» **Task description**
Convert the following lines into a Markdown table with two columns, "Row" for the row number and "Line" for the line itself, omitting any blank lines.

» **Working data**
------------------------

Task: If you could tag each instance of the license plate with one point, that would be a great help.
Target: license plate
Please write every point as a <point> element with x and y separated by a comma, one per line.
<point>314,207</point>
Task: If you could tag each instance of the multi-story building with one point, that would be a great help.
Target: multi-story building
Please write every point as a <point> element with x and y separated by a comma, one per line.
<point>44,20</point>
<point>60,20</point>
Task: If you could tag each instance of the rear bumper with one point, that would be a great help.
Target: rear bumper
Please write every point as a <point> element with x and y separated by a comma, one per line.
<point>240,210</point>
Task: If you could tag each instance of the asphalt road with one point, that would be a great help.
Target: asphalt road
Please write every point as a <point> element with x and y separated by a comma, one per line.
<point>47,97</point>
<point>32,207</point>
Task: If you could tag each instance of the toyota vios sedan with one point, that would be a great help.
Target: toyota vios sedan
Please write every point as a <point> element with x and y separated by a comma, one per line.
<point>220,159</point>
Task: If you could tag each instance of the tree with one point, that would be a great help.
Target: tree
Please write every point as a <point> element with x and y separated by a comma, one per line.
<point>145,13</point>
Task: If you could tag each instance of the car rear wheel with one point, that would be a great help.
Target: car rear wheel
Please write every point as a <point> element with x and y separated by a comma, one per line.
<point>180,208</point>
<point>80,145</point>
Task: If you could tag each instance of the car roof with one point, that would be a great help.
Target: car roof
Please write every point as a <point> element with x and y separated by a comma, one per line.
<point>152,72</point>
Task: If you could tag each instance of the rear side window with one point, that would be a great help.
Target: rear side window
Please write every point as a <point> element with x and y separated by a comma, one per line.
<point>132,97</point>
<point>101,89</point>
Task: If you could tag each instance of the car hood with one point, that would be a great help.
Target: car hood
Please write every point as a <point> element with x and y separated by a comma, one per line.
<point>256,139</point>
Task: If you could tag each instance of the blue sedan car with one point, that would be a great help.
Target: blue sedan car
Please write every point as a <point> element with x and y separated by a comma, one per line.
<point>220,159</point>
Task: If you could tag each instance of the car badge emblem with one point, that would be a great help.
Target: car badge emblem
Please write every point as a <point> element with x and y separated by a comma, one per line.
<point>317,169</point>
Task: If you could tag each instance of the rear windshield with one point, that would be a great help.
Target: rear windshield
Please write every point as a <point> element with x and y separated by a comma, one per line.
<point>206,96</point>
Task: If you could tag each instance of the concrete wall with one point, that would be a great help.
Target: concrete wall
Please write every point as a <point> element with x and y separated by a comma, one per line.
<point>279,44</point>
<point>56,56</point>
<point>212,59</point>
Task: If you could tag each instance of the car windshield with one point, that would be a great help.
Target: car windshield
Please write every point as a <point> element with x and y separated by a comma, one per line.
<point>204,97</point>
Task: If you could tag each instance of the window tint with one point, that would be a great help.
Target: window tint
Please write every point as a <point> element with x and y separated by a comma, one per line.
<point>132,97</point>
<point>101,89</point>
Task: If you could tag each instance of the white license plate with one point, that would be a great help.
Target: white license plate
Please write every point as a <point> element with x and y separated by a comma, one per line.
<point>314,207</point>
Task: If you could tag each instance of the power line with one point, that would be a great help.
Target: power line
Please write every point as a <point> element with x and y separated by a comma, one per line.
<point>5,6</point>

------------------------

» **Solution below**
| Row | Line |
|---|---|
| 1 | Task: If you could tag each instance of the license plate with one point, that would be a great help. |
| 2 | Target: license plate |
| 3 | Please write every point as a <point> element with x and y separated by a comma, one per line. |
| 4 | <point>314,207</point> |
| 5 | Task: If you could tag each instance of the multi-story building with one point, that would be a great help. |
| 6 | Target: multi-story building |
| 7 | Please write every point as a <point> element with x and y separated by a comma, one per line. |
| 8 | <point>44,20</point> |
| 9 | <point>60,20</point> |
| 10 | Task: If you could tag each instance of the rear bumper with one point, that would be a great help. |
| 11 | Target: rear bumper |
| 12 | Please write every point as a <point> element with x and y separated by a comma, one per line. |
| 13 | <point>240,210</point> |
| 14 | Task: If you could tag each instance of the asphalt road with one point, that would be a great help. |
| 15 | Target: asphalt road |
| 16 | Please write every point as a <point> element with x and y separated by a comma, one per line. |
| 17 | <point>47,97</point> |
| 18 | <point>32,207</point> |
| 19 | Task: If you could tag each instance of the toyota vios sedan with one point, that would be a great help. |
| 20 | Target: toyota vios sedan |
| 21 | Please write every point as a <point> element with x and y separated by a comma, one per line. |
| 22 | <point>220,159</point> |
| 23 | Task: If you could tag each instance of the tree with one point, that would be a great help. |
| 24 | Target: tree |
| 25 | Please write every point as a <point> element with x and y separated by a comma, one per line. |
| 26 | <point>145,13</point> |
| 27 | Task: If you could tag each instance of the car rear wheel with one point, that would be a great help. |
| 28 | Target: car rear wheel |
| 29 | Please write every point as a <point> element with x and y separated by a comma, one per line. |
| 30 | <point>180,208</point> |
| 31 | <point>80,145</point> |
| 32 | Task: If you could tag each instance of the car roof with one point, that would be a great help. |
| 33 | Target: car roof |
| 34 | Please write every point as a <point> element with x and y separated by a comma, one per line. |
| 35 | <point>152,72</point> |
| 36 | Task: If you could tag each instance of the rear side window with one point, that would be a great help. |
| 37 | Target: rear side window |
| 38 | Please write every point as a <point> element with x and y separated by a comma, one per line. |
| 39 | <point>132,97</point> |
| 40 | <point>101,89</point> |
| 41 | Task: If you could tag each instance of the car hood with one point, that would be a great help. |
| 42 | Target: car hood |
| 43 | Please write every point as a <point> element with x and y separated by a comma, one per line. |
| 44 | <point>256,139</point> |
| 45 | Task: If you could tag each instance of the blue sedan car with one point, that would be a great help. |
| 46 | Target: blue sedan car |
| 47 | Please write every point as a <point> element with x and y separated by a comma, one per line. |
| 48 | <point>220,159</point> |
| 49 | Task: If you could tag each instance of the car badge emblem with one point, that would be a great help. |
| 50 | Target: car badge emblem |
| 51 | Please write every point as a <point> element with x and y separated by a comma, one per line. |
| 52 | <point>317,169</point> |
| 53 | Task: If you could tag each instance of the rear windshield with one point, that would be a great help. |
| 54 | Target: rear windshield |
| 55 | Please write every point as a <point> element with x and y separated by a comma, one per line. |
| 56 | <point>206,96</point> |
| 57 | Task: If you could tag each instance of the concrete wall with one point, that would be a great help. |
| 58 | Target: concrete wall |
| 59 | Please write every point as a <point> element with x and y separated by a comma, one per line. |
| 60 | <point>279,44</point> |
| 61 | <point>56,56</point> |
| 62 | <point>212,59</point> |
| 63 | Task: If you could tag each instance of the car windshield with one point, that would be a great help. |
| 64 | Target: car windshield |
| 65 | Please write every point as a <point> element with x and y separated by a comma, one per line. |
| 66 | <point>204,97</point> |
| 67 | Task: If you could tag each instance of the window tint with one point, that would be a great help. |
| 68 | Target: window tint |
| 69 | Please write every point as a <point> element with x and y separated by a comma, one per line. |
| 70 | <point>132,97</point> |
| 71 | <point>101,89</point> |
| 72 | Task: If you could tag each instance of the white license plate with one point, that would be a great help. |
| 73 | Target: white license plate |
| 74 | Please write every point as a <point> element with x and y separated by a comma, one per line. |
| 75 | <point>314,207</point> |
| 76 | Task: If you could tag each instance of the power line with one point, that would be a great help. |
| 77 | Target: power line |
| 78 | Please write every point as a <point> element with x and y separated by a comma, one per line. |
| 79 | <point>5,6</point> |